▶ Consigne écrite 1: Extrayez du texte fourni, sans rien y changer, le passage allant de « Plaidoyer pour l'affirmation » jusqu'à « capitale européenne aussi. ».

La Culture sauvera l’Europe de la barbarie!
Plaidoyer pour l'affirmation de l’identité culturelle européenne.
Dessin de Haddad, Liban, 2015 |
La mort récente d’Umberto Eco, « le plus lettré des rêveurs »,
plonge l’Europe dans le désarroi et nous rend tous orphelins. La mort de ce
grand européen nous rappelle à un devoir. Les attentats
qui viennent de frapper la capitale européenne aussi.
Face aux
extrémismes et au radicalisme, la question de l’identité culturelle européenne
devient aussi limpide que sa réponse et son enseignement urgents et
indispensables. Alors qu’un terrorisme religieux ultra-violent s’est désormais
invité à la table du monde, la noirceur de la barbarie dessine subitement plus
nets les traits du visage culturel européen. Mais à quoi ressemble exactement
ce visage ?
Force est
de constater que depuis le début de la construction européenne, la question
d’une Europe culturelle en fut le parent pauvre. Au sortir de la guerre, ne fallait-il
pas aplanir le terrain propice à la croissance de l’olivier de la paix ?
On se contenta donc de rapprocher les peuples sur les questions
socio-économiques, et la question de l’identité culturelle européenne resta
dans les limbes.
Cependant
un « marché commun culturel européen» deux fois millénaire existe. Il
se présente comme une unité inscrite dans la diversité, il affiche le paradoxe
de la coexistence, en son sein, de la multiplicité et de l’universalité. Et
tant mieux!

▶ Consigne écrite 2: Recopiez tel quel, dans les enregistrements, le passage allant de la ligne qui contient « icon rail, that » jusqu'à celle qui contient « M260 57L223 57L215 », ces deux lignes comprises.

[Enregistrements extraits d'une collection]
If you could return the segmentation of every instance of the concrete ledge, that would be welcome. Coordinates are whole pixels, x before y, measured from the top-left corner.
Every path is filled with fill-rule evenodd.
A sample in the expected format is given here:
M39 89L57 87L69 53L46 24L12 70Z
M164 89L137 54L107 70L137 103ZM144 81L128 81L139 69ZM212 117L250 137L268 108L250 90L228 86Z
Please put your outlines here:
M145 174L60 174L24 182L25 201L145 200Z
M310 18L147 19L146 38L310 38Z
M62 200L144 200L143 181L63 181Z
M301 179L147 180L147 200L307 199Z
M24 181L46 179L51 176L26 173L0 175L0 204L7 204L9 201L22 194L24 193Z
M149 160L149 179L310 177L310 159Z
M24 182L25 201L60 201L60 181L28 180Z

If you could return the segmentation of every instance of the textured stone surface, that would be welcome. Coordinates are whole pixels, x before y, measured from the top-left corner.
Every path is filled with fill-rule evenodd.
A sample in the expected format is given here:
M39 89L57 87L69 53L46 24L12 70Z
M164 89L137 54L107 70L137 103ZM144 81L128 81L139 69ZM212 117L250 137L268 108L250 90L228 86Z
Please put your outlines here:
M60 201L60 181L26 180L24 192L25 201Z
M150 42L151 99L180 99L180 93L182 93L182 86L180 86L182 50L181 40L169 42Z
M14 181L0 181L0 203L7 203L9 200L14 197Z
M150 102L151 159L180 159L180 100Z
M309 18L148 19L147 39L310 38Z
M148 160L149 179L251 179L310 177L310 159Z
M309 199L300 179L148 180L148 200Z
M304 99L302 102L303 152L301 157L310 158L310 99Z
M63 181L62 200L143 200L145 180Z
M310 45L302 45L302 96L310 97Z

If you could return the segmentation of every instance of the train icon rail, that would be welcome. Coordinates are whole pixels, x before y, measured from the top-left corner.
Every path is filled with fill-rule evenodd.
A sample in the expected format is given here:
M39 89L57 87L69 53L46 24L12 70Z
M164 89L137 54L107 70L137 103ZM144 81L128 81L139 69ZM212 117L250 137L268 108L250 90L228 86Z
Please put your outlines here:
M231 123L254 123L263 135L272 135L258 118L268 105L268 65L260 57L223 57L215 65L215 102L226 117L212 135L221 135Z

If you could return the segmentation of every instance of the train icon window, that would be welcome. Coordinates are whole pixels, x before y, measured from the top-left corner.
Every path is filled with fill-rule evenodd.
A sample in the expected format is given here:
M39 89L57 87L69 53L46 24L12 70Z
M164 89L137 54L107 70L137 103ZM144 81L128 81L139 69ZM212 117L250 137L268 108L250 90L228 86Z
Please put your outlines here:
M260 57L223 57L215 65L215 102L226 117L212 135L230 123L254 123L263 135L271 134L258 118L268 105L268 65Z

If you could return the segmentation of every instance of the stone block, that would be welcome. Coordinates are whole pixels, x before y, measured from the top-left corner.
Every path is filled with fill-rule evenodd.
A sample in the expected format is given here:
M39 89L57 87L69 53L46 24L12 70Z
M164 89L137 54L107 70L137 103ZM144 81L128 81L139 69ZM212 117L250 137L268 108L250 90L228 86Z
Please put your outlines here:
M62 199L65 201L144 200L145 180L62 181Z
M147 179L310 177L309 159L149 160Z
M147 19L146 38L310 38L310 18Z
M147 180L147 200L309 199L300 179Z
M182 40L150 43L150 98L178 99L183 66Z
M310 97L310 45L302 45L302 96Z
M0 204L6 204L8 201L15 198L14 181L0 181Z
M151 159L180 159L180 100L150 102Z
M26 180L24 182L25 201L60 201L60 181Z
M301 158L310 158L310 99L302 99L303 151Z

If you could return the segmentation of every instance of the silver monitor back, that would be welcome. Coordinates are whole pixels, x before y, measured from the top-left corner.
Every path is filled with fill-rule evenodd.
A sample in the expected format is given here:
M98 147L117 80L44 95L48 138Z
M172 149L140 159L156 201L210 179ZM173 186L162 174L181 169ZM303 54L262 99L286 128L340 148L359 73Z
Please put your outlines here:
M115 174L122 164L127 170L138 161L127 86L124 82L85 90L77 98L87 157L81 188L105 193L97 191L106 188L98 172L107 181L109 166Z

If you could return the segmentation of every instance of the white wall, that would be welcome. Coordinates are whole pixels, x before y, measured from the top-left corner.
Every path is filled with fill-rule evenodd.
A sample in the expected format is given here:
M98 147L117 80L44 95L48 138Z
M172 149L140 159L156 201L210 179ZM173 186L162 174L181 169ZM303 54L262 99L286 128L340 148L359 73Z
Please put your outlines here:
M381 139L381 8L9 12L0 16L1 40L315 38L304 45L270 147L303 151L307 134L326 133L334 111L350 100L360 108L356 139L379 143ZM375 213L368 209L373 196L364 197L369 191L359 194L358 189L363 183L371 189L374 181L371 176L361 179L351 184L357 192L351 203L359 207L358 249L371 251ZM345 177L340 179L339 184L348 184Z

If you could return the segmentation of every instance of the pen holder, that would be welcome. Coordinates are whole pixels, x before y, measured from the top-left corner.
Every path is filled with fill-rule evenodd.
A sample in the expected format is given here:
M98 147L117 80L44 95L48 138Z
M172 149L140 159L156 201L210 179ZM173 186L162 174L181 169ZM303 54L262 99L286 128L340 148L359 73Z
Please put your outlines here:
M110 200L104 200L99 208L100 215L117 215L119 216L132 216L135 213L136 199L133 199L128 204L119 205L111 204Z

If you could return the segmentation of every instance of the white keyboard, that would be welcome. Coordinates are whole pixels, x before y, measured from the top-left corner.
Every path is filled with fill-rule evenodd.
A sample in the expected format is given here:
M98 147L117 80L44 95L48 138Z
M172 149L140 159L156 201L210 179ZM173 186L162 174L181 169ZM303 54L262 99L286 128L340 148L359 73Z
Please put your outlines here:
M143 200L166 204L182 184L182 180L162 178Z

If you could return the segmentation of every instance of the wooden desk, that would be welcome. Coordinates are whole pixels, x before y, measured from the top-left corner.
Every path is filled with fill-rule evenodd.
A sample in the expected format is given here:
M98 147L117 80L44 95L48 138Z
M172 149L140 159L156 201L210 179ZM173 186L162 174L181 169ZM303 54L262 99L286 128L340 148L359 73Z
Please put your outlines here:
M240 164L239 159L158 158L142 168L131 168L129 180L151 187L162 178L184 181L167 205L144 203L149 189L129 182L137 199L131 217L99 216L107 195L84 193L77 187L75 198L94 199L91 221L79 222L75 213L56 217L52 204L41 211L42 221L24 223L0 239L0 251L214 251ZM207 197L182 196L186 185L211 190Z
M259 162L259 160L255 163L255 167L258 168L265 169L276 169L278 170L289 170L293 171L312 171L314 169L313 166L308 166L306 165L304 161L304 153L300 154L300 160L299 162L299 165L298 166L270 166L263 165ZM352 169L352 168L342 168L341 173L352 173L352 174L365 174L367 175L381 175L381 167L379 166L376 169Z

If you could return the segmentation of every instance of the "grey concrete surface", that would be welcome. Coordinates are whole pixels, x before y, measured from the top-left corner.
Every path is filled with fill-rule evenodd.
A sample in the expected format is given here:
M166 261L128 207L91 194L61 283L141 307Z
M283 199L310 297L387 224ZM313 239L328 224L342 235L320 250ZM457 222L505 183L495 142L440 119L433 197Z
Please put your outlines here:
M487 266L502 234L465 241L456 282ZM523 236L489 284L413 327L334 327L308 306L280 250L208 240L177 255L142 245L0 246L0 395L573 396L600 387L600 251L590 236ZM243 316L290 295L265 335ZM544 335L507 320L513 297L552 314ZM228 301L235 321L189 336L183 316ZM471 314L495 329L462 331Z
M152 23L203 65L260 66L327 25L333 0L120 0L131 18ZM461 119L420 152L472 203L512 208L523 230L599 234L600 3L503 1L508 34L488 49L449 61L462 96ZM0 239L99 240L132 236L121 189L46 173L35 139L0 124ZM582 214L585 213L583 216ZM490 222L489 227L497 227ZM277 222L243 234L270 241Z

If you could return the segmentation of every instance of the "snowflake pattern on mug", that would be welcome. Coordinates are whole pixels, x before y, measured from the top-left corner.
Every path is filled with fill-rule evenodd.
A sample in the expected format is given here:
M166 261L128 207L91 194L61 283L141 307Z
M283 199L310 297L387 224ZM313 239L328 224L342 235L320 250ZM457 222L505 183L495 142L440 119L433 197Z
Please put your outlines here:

▶ Solution proposée 1:
Plaidoyer pour l'affirmation de l’identité culturelle européenne.
Dessin de Haddad, Liban, 2015 |
La mort récente d’Umberto Eco, « le plus lettré des rêveurs »,
plonge l’Europe dans le désarroi et nous rend tous orphelins. La mort de ce
grand européen nous rappelle à un devoir. Les attentats
qui viennent de frapper la capitale européenne aussi.

▶ Solution proposée 2:
If you could return the segmentation of every instance of the train icon rail, that would be welcome. Coordinates are whole pixels, x before y, measured from the top-left corner.
Every path is filled with fill-rule evenodd.
A sample in the expected format is given here:
M39 89L57 87L69 53L46 24L12 70Z
M164 89L137 54L107 70L137 103ZM144 81L128 81L139 69ZM212 117L250 137L268 108L250 90L228 86Z
Please put your outlines here:
M231 123L254 123L263 135L272 135L258 118L268 105L268 65L260 57L223 57L215 65L215 102L226 117L212 135L221 135Z

If you could return the segmentation of every instance of the train icon window, that would be welcome. Coordinates are whole pixels, x before y, measured from the top-left corner.
Every path is filled with fill-rule evenodd.
A sample in the expected format is given here:
M39 89L57 87L69 53L46 24L12 70Z
M164 89L137 54L107 70L137 103ZM144 81L128 81L139 69ZM212 117L250 137L268 108L250 90L228 86Z
Please put your outlines here:
M260 57L223 57L215 65L215 102L226 117L212 135L230 123L254 123L263 135L271 134L258 118L268 105L268 65Z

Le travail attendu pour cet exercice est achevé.